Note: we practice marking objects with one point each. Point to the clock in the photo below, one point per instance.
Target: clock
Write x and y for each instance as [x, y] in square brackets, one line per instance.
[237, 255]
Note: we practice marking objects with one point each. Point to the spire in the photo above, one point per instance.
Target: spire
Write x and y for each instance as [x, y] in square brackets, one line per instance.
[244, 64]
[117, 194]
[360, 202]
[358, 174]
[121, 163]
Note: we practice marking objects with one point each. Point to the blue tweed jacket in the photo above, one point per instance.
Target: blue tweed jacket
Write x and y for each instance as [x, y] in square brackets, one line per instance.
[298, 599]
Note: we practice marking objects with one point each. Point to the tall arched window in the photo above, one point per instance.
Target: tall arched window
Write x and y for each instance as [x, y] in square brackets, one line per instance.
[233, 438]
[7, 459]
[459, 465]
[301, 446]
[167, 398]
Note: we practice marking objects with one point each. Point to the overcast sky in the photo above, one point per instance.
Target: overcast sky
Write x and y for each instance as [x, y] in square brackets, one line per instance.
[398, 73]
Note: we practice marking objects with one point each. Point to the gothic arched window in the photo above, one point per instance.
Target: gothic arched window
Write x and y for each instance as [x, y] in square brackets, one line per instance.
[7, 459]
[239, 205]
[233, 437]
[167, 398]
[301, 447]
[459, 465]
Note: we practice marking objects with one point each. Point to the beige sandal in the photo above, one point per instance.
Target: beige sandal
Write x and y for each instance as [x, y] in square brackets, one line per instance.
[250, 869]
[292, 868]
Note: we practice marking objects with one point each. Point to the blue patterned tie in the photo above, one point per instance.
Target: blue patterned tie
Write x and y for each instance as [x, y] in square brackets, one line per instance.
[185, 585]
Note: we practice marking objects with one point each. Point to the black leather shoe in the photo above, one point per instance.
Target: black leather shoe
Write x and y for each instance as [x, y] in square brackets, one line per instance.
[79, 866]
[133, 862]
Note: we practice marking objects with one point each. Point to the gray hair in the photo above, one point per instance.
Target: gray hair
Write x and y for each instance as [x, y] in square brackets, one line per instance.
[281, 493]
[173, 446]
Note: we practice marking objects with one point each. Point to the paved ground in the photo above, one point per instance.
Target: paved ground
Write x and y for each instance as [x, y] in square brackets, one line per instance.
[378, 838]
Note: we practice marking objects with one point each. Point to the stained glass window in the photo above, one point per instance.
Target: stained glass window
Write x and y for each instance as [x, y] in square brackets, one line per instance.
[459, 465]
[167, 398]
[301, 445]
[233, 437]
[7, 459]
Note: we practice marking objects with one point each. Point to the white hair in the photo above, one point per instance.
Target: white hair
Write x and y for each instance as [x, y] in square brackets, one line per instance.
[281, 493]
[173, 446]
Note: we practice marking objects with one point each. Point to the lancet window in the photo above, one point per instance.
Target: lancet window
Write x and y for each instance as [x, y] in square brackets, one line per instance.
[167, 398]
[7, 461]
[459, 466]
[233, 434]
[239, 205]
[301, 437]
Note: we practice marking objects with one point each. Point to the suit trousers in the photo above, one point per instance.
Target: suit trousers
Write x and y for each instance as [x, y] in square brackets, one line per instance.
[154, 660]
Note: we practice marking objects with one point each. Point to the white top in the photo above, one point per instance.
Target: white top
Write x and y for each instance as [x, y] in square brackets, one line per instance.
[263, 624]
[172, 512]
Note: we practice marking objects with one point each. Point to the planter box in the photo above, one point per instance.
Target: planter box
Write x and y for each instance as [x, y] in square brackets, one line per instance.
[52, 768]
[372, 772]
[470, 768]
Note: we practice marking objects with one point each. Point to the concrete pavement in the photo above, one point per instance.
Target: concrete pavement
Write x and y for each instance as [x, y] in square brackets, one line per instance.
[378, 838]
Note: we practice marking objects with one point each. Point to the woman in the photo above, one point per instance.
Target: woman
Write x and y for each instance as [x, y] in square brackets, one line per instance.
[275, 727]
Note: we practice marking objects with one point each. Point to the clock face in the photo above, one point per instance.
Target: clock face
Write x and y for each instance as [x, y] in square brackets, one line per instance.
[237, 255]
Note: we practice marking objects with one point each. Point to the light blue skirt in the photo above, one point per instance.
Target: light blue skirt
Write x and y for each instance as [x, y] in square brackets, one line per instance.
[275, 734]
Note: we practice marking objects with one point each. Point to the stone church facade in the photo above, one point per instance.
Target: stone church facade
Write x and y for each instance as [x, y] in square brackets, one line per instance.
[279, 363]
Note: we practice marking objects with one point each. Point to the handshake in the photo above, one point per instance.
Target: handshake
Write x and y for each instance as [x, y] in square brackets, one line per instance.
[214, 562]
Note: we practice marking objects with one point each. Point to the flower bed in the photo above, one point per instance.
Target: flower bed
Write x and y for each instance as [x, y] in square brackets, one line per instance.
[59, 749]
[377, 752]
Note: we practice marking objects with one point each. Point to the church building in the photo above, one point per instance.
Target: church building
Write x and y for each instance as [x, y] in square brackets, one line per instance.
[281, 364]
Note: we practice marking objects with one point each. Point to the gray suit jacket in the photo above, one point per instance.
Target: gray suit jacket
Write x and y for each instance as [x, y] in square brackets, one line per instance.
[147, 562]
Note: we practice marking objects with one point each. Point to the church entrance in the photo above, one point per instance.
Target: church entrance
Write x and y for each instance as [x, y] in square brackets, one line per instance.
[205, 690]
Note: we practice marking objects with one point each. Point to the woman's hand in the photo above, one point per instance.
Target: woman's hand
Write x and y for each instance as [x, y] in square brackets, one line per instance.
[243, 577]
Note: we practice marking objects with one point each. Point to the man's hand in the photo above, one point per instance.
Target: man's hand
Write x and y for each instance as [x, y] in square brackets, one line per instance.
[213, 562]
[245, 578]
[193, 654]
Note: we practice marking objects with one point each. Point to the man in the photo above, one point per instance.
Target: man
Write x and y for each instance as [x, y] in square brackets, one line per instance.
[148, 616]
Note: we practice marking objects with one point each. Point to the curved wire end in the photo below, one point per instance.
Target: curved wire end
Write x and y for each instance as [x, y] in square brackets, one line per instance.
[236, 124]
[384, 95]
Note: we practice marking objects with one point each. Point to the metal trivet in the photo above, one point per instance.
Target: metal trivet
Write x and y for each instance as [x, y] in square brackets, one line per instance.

========================

=== Direction ===
Write out each line of the data above again, exactly as given.

=== Solution below ===
Note: we practice marking objects with one point each. Point to the clock in the photo below, one point per instance.
Target: clock
Write x and y for each instance as [x, y] in square brackets, one line per instance.
[237, 255]
Note: we practice marking objects with one point each. Point to the spire in the photo above, one point per instance.
Target: spire
Write x and y for each instance as [x, y] in square brackets, one line per instance.
[244, 64]
[117, 194]
[360, 202]
[358, 174]
[121, 163]
Note: we practice marking objects with one point each. Point to the blue tweed jacket in the photo above, one point per instance.
Target: blue tweed jacket
Write x and y for each instance as [x, y] in square brackets, one line per instance.
[298, 599]
Note: we practice marking objects with one point each. Point to the tall arched window in the photo above, one point per instance.
Target: tall arched window
Write x and y for each instance as [x, y] in square brackets, one line per instance.
[233, 438]
[7, 459]
[459, 465]
[301, 446]
[167, 398]
Note: we practice marking objects with one point each. Point to the overcast sky in the photo above, one point per instance.
Target: overcast sky
Write x and y for each instance as [x, y] in square brackets, one line per instance.
[398, 73]
Note: we practice marking objects with one point each. Point to the gothic arched window in the photo above, one point per instance.
Target: gothic arched window
Write x and y for each instance as [x, y] in square brackets, one line per instance.
[7, 459]
[239, 205]
[233, 437]
[167, 398]
[301, 447]
[459, 465]
Note: we practice marking objects with one point each. Point to the beige sandal in the photo above, one point per instance.
Target: beige sandal
Write x and y for each instance as [x, y] in square brackets, one line per instance.
[250, 869]
[292, 868]
Note: we practice marking objects with one point each. Point to the blue patterned tie in the photo above, one point per instance.
Target: blue patterned tie
Write x and y for each instance as [x, y] in square brackets, one line per instance.
[185, 585]
Note: we practice marking objects with one point each. Point to the black leather shoe in the photo above, one point per instance.
Target: black leather shoe
Write x and y for each instance as [x, y] in square brackets, one line per instance.
[79, 866]
[133, 862]
Note: we practice marking objects with one point each. Point to the gray hair in the photo above, one point per instance.
Target: gray hair
Write x and y for each instance as [x, y] in square brackets, one line per instance.
[281, 493]
[173, 446]
Note: we practice marking objects with one point each. Point to the paved ground in the photo above, one point per instance.
Target: paved ground
Write x and y for each instance as [x, y] in square brackets, one line per instance.
[378, 838]
Note: we practice marking objects with one point each. Point to the stained glass window in the photo above, one point per instance.
Target: stained glass window
Write x and y for each instance as [x, y] in square brackets, one line per instance.
[459, 465]
[167, 398]
[301, 445]
[233, 437]
[7, 459]
Note: we practice marking objects with one point each. Point to the white hair in the photo above, one point per instance.
Target: white hair
Write x and y for each instance as [x, y] in square brackets, one line per instance.
[281, 493]
[173, 446]
Note: we practice marking objects with one point each. Point to the lancet window in the photo above, one point per instance.
Target: lancet window
Write x and y for each instance as [x, y] in square brackets, one line per instance.
[167, 398]
[7, 461]
[459, 466]
[233, 434]
[239, 205]
[301, 437]
Note: we practice marking objects with one point each. Point to the suit trousers in the photo above, one point per instance.
Target: suit trousers
Write x and y for each instance as [x, y] in square brackets, one line per instance.
[154, 660]
Note: we practice marking objects with one point each. Point to the white top in the photo above, one point per instance.
Target: white top
Write x and y for each instance as [x, y] in square brackets, one line per instance.
[263, 624]
[172, 512]
Note: we practice marking objects with one point each. Point to the planter box in the photo above, one point per instance.
Target: planter box
Write x and y for each instance as [x, y] in square brackets, one line per instance.
[52, 768]
[372, 772]
[470, 768]
Note: we practice marking objects with one point each. Point to the concrete pavement in the photo above, one point per instance.
Target: concrete pavement
Write x and y for each instance as [x, y] in square brackets, one line per instance.
[378, 838]
Note: we practice marking objects with one point each. Point to the woman in the photo above, one point per instance.
Target: woman
Write x and y for each instance as [x, y] in square brackets, one line per instance.
[275, 727]
Note: we practice marking objects with one point each. Point to the clock face in the photo above, one point per instance.
Target: clock face
Write x and y for each instance as [x, y] in square brackets, one line per instance.
[237, 255]
Note: we practice marking objects with one point each. Point to the light blue skirt in the photo above, one point per instance.
Target: light blue skirt
Write x and y for each instance as [x, y] in square brackets, one line per instance.
[275, 734]
Note: we practice marking objects with one point each. Point to the stone church facade in the photo above, one point per instance.
Target: stone church facade
Write x and y for each instance as [x, y] in square brackets, one line per instance.
[279, 363]
Note: we practice marking objects with one point each. Point to the handshake in the photo above, one point per instance.
Target: handshake
Write x and y for each instance as [x, y] in square brackets, one line per instance.
[214, 562]
Note: we practice marking objects with one point each. Point to the flower bed in the photo above, one point per instance.
Target: flower bed
Write x and y for each instance as [x, y] in square brackets, one line per instance.
[59, 749]
[377, 752]
Note: we practice marking objects with one point each. Point to the church building in the photo above, one point per instance.
Target: church building
Write x and y for each instance as [x, y] in square brackets, one line per instance.
[281, 364]
Note: we practice marking objects with one point each. Point to the gray suit jacket in the photo above, one point per instance.
Target: gray suit jacket
Write x and y for each instance as [x, y] in square brackets, one line per instance.
[147, 562]
Note: we practice marking objects with one point each. Point to the church entrance in the photo above, one point per instance.
Target: church entrance
Write x and y for each instance as [x, y] in square brackets, one line per instance.
[205, 690]
Note: we practice marking objects with one point each. Point to the woman's hand in the photo above, one point per instance.
Target: woman's hand
Write x and y for each instance as [x, y] in square brackets, one line per instance.
[243, 577]
Note: we practice marking objects with one point each. Point to the man's hand in the photo above, one point per instance.
Target: man's hand
Write x and y for each instance as [x, y] in square brackets, one line per instance.
[213, 562]
[245, 578]
[193, 654]
Note: we practice marking objects with one point each. Point to the man in the photo above, one point per instance.
Target: man
Write x and y for each instance as [x, y] in square brackets, one line per instance.
[148, 616]
Note: we practice marking objects with one point each. Point to the curved wire end in the photo below, one point per instance.
Target: curved wire end
Write x and y for each instance as [x, y] in square brackets, one line per instance.
[236, 124]
[384, 95]
Note: we practice marking objects with one point each. Point to the metal trivet in the photo above, one point per instance.
Target: metal trivet
Write x and y for each instance as [x, y] in square brackets, one line per instance.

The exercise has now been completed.